#### [Assigned task]
Output all of the records word for word and drop the images.

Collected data
⟨

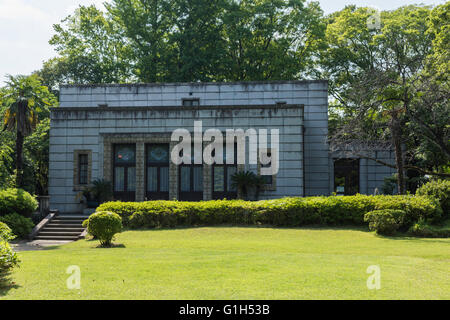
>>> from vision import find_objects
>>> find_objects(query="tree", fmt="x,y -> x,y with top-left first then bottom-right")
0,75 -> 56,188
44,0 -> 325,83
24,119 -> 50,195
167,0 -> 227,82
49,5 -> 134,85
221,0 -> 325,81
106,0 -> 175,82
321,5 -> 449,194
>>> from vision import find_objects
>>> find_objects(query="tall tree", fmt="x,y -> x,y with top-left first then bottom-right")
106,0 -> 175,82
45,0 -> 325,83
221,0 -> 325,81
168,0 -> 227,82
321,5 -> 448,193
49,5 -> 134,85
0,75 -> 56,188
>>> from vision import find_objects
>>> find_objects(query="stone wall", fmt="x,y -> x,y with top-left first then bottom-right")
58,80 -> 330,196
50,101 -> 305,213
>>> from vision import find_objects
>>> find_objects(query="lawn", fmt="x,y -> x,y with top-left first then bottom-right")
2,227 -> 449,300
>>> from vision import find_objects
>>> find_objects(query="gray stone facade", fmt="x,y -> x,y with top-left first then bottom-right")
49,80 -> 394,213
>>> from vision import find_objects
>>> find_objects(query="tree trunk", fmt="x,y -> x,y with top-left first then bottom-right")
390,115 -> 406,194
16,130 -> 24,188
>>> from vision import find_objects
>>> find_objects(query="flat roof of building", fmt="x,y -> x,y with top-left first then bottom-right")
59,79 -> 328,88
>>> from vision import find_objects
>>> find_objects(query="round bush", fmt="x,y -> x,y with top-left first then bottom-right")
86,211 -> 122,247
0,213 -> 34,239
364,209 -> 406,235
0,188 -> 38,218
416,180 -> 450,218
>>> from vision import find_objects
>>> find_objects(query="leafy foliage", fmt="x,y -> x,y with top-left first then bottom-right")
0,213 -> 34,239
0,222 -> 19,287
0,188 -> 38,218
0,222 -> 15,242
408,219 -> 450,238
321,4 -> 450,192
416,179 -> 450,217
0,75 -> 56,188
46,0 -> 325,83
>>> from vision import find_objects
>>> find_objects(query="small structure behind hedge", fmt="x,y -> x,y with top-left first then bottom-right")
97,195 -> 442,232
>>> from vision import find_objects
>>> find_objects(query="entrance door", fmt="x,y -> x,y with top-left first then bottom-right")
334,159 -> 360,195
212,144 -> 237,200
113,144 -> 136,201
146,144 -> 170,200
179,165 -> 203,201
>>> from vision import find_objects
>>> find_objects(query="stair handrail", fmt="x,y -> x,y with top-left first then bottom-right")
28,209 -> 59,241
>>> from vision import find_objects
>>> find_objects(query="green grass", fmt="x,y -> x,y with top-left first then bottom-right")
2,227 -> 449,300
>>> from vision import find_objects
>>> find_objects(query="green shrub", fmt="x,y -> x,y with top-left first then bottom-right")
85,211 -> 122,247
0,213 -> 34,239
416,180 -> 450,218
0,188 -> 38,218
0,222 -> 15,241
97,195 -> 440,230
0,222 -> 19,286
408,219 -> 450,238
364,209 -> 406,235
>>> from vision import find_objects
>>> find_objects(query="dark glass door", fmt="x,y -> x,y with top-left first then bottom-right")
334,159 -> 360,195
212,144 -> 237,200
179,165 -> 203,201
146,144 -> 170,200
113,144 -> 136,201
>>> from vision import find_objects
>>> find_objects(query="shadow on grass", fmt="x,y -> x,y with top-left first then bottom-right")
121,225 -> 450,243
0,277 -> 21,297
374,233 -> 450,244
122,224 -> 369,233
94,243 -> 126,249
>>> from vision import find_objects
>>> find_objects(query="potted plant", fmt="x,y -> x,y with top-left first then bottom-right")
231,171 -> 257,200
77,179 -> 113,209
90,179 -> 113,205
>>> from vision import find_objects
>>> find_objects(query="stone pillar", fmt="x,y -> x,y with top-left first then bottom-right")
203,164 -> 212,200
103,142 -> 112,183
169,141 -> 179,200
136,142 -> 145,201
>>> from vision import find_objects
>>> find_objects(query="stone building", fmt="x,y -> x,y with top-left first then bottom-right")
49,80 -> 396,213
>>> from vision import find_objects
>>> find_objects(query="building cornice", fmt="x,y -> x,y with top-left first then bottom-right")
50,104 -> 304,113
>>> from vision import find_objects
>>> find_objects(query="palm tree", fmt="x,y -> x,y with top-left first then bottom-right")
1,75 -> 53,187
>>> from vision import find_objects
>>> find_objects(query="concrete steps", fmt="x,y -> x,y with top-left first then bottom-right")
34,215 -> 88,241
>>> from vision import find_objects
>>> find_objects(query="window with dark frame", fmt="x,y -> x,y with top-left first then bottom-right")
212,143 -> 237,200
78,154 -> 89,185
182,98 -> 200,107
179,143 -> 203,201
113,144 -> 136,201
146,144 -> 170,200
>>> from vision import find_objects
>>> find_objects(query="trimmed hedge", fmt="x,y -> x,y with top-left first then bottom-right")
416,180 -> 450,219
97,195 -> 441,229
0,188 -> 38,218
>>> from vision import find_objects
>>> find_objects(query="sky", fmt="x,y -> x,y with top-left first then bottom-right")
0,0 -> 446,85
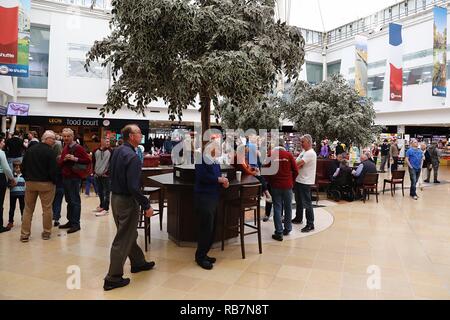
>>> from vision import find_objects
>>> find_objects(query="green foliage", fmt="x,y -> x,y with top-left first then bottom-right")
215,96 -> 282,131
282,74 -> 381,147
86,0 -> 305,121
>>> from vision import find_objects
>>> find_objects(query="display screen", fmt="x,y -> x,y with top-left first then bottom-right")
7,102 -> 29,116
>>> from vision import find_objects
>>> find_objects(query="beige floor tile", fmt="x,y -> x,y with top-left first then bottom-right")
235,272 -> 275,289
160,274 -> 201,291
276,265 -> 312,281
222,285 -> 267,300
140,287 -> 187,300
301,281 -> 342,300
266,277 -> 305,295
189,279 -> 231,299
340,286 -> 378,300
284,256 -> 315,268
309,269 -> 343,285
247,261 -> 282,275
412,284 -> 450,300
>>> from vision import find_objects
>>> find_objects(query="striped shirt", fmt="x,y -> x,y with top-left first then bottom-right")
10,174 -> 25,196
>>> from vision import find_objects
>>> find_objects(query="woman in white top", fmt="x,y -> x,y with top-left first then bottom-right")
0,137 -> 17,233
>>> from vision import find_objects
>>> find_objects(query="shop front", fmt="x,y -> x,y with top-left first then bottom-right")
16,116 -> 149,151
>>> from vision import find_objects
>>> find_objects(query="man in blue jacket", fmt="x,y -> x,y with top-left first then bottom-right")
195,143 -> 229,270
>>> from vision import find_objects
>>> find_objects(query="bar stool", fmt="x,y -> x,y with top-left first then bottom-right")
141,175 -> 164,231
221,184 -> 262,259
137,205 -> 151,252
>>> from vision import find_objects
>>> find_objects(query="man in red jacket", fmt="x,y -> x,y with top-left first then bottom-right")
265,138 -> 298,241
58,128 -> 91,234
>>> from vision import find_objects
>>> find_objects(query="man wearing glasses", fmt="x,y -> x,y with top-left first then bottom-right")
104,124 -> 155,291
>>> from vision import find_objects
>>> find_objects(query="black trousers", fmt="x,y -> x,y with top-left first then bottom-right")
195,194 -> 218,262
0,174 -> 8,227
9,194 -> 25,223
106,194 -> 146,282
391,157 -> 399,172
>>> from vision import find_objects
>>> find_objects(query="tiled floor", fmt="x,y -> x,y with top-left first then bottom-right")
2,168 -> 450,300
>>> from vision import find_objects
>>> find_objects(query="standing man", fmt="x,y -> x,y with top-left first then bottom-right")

⟩

#### [Response to this exercise]
>>> from vision import find_objects
>>> find_objects(query="tree", fmt="x,y -> x,y with top-left first then bottom-right")
0,75 -> 56,188
44,0 -> 325,83
24,119 -> 50,195
167,0 -> 227,82
49,5 -> 134,85
221,0 -> 325,81
106,0 -> 175,82
321,5 -> 449,194
>>> from vision import find_objects
>>> find_objects(query="tall tree", fmt="x,y -> x,y with top-left first then bottom-right")
106,0 -> 175,82
45,0 -> 325,83
221,0 -> 325,81
168,0 -> 227,82
321,5 -> 448,193
49,5 -> 134,85
0,75 -> 56,188
>>> from vision import find_objects
>>> find_objects(query="stone wall", fmt="x,y -> x,y with top-left first then bottom-right")
58,80 -> 330,196
50,101 -> 305,213
>>> from vision import find_objects
>>> find_objects(query="lawn", fmt="x,y -> x,y with top-left first then bottom-right")
2,227 -> 449,300
>>> from vision import find_objects
>>> find_objects(query="gray stone facade", fmt="x,y -> x,y with top-left first then bottom-right")
49,80 -> 394,213
>>> from vision import find_objects
>>> find_objects(query="tree trunk", fmt="x,y -> x,y with top-left first then bottom-right")
390,115 -> 406,194
16,130 -> 24,188
>>> from vision import find_objects
>>> find_objects(query="flat roof of building", fmt="x,y -> x,y with top-left first then bottom-right")
59,79 -> 328,88
>>> from vision import find_objects
>>> find_objects(query="round bush", fmt="x,y -> x,y with top-left first then bottom-right")
86,211 -> 122,247
0,213 -> 34,239
364,209 -> 406,235
0,188 -> 38,218
416,180 -> 450,218
>>> from vision import find_objects
>>> find_objects(query="leafy foliage", fmt="x,y -> x,y with top-left first then bottom-right")
0,213 -> 34,239
0,222 -> 19,287
0,188 -> 38,218
0,222 -> 15,242
408,219 -> 450,238
321,4 -> 450,192
416,179 -> 450,217
0,75 -> 56,188
46,0 -> 325,83
>>> from vision import find_objects
>>> find_objects(query="small structure behind hedge", fmt="x,y -> x,y with top-left first then bottom-right")
97,195 -> 442,232
>>> from vision import find_objects
>>> find_objects(query="entrance door", fmt="x,y -> x,y with top-left first then bottom-right")
334,159 -> 360,195
212,144 -> 237,200
113,144 -> 136,201
146,144 -> 170,200
179,165 -> 203,201
>>> from vision import find_objects
>>> find_objects(query="stair handrail", fmt="x,y -> x,y with top-left first then bottom-right")
28,209 -> 59,241
>>> from vision import find_objects
>>> find_objects(query="green grass", fmt="x,y -> x,y with top-left first then bottom-right")
2,227 -> 449,300
>>> from vision import find_objects
>>> find_objects(query="green shrub", fmt="x,y -> x,y with top-left first then bottom-right")
85,211 -> 122,247
0,213 -> 34,239
416,180 -> 450,218
0,188 -> 38,218
0,222 -> 15,241
97,195 -> 440,230
0,222 -> 19,286
408,219 -> 450,238
364,209 -> 406,235
>>> from vision import find_objects
>>> find_objects(query="dark glass door", fmt="x,y -> x,y with top-left first then bottom-right")
334,159 -> 360,195
212,144 -> 237,200
179,165 -> 203,201
146,144 -> 170,200
113,144 -> 136,201
>>> from vision import find_objects
>>> find_objects(query="shadow on grass", fmt="x,y -> x,y with top-left first then bottom-right")
121,225 -> 450,243
0,277 -> 21,297
374,233 -> 450,244
122,224 -> 369,233
94,243 -> 126,249
>>> from vision import find_objects
>>> find_objects(query="potted plant", fmt="x,y -> x,y with top-left first then bottom-right")
231,171 -> 257,200
77,179 -> 113,209
90,179 -> 113,205
>>> from vision import find_objects
>>> find_objects(query="stone pillar", fmt="x,y -> x,y with top-left first then bottom-right")
203,164 -> 212,200
103,142 -> 112,183
169,141 -> 179,200
136,142 -> 145,201
>>> from vision import find_objects
>>> find_objects(query="stone building", fmt="x,y -> x,y with top-left first then bottom-right")
49,80 -> 396,213
>>> from vision import find_objects
>>> find_objects(query="building cornice", fmt="x,y -> x,y with top-left first then bottom-right")
50,104 -> 304,113
>>> from vision import find_objects
>>> find_objects(query="palm tree", fmt="x,y -> x,y with top-left first then bottom-right")
1,75 -> 53,187
>>> from vision import find_objects
>>> find_objects(query="concrete steps", fmt="x,y -> x,y with top-left first then bottom-right")
34,215 -> 88,241
>>> from vision import find_objects
>>> find_objects(query="window with dark frame", fmt="x,y -> x,y with top-left first then bottom-right")
212,143 -> 237,200
78,154 -> 89,185
182,98 -> 200,107
179,143 -> 203,201
113,144 -> 136,201
146,144 -> 170,200
>>> from vision import find_objects
>>> find_objects(query="trimmed hedge", fmt="x,y -> x,y with top-left first then bottom-right")
416,180 -> 450,219
97,195 -> 441,229
0,188 -> 38,218
>>> from vision import find_objects
>>> find_objects(query="sky", fmt="x,y -> x,y with top-left first then bottom-right")
0,0 -> 446,85
>>> from vision import find_objects
>>> find_objects(query="green foliage", fmt="x,y -> x,y with top-left first then bottom-right")
215,96 -> 282,131
282,74 -> 381,147
86,0 -> 305,121
>>> from vision import find_objects
>>> find_objects(query="display screen", fmt="x,y -> x,y with top-left first then bottom-right")
7,102 -> 29,116
>>> from vision import find_objects
>>> find_objects(query="beige floor tile", fmt="x,y -> x,y with top-left first then bottom-right")
235,272 -> 275,289
160,274 -> 201,291
276,265 -> 312,281
222,285 -> 267,300
140,287 -> 187,300
301,281 -> 342,300
266,277 -> 305,295
189,279 -> 231,299
340,286 -> 378,300
284,256 -> 315,268
309,269 -> 343,285
247,261 -> 282,275
412,284 -> 450,300
>>> from vision import find_objects
>>> find_objects(query="striped shirt", fmt="x,y -> x,y with top-left first then bottom-right")
10,174 -> 25,196
>>> from vision import find_objects
>>> find_objects(query="woman in white top", fmt="x,y -> x,y with top-left first then bottom-right")
0,137 -> 17,233
>>> from vision import find_objects
>>> find_objects(query="shop front", fmt="x,y -> x,y with top-left first then bottom-right")
16,116 -> 149,151
>>> from vision import find_objects
>>> find_objects(query="man in blue jacket", fmt="x,y -> x,y with top-left first then bottom-right")
195,143 -> 229,270
>>> from vision import find_objects
>>> find_objects(query="bar stool", fmt="x,y -> x,y with top-left first then bottom-right")
141,175 -> 164,231
221,184 -> 262,259
137,205 -> 151,252
>>> from vision import find_objects
>>> find_objects(query="man in red jacket", fmt="x,y -> x,y with top-left first then bottom-right")
265,138 -> 298,241
58,128 -> 91,234
>>> from vision import find_objects
>>> find_objects(query="man wearing glasses", fmt="x,y -> x,y with top-left first then bottom-right")
104,124 -> 155,291
>>> from vision import find_objects
>>> find_objects(query="black trousers", fmt="x,y -> x,y with top-left first then bottom-right")
195,194 -> 218,262
0,174 -> 8,227
9,194 -> 25,223
106,194 -> 146,282
391,157 -> 399,172
>>> from vision import find_objects
>>> find_objects(query="tiled floor", fmt="x,y -> x,y with top-left first then bottom-right")
2,168 -> 450,300
>>> from vision import find_objects
>>> find_objects(query="standing man", fmt="x,y -> x,y with top-left first then bottom-right")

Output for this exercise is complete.